Task goal: Format the records from the line containing "[indicate] the outboard" through the line containing "Target: the antenna", both included, as a numbered list without blank lines. Omit the pictures.

Task inputs:
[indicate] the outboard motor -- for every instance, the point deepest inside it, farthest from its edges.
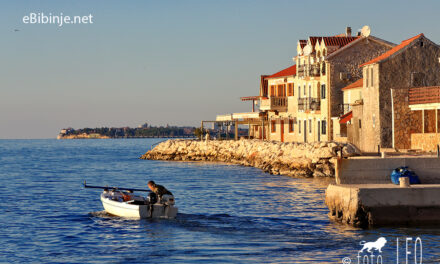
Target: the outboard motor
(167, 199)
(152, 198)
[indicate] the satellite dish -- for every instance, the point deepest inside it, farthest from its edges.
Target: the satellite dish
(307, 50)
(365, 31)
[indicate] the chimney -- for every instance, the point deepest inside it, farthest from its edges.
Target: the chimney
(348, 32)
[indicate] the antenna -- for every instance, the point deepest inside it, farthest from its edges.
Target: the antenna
* * *
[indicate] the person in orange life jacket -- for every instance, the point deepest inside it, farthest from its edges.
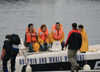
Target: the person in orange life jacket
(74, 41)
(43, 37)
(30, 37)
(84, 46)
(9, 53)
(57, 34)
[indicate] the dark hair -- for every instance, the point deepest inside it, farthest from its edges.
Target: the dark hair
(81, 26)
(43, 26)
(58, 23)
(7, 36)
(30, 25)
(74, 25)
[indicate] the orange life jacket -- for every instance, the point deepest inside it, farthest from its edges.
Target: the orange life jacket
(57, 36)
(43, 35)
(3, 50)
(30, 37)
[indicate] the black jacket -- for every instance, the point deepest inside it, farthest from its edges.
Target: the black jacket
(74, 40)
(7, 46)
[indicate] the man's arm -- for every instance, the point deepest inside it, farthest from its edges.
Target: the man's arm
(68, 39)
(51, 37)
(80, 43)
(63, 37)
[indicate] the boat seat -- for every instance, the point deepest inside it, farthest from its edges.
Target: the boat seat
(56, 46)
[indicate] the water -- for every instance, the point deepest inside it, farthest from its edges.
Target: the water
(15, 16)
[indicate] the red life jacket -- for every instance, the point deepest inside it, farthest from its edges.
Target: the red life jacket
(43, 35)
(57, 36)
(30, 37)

Solved problem:
1. [indicate] the outboard motor -- for every instance, the point deepest inside it, farthest from its edges.
2. Target: the outboard motor
3. (167, 199)
4. (152, 198)
5. [indicate] the satellite dish -- for every instance, the point deepest inside it, farthest from its edges.
6. Target: the satellite dish
7. (307, 50)
8. (365, 31)
9. [indicate] the chimney -- for every instance, the point deepest inside it, farthest from its edges.
10. Target: the chimney
11. (348, 32)
12. [indicate] the antenna -- for every instance, the point deepest inside it, farthest from its edges.
13. Target: the antenna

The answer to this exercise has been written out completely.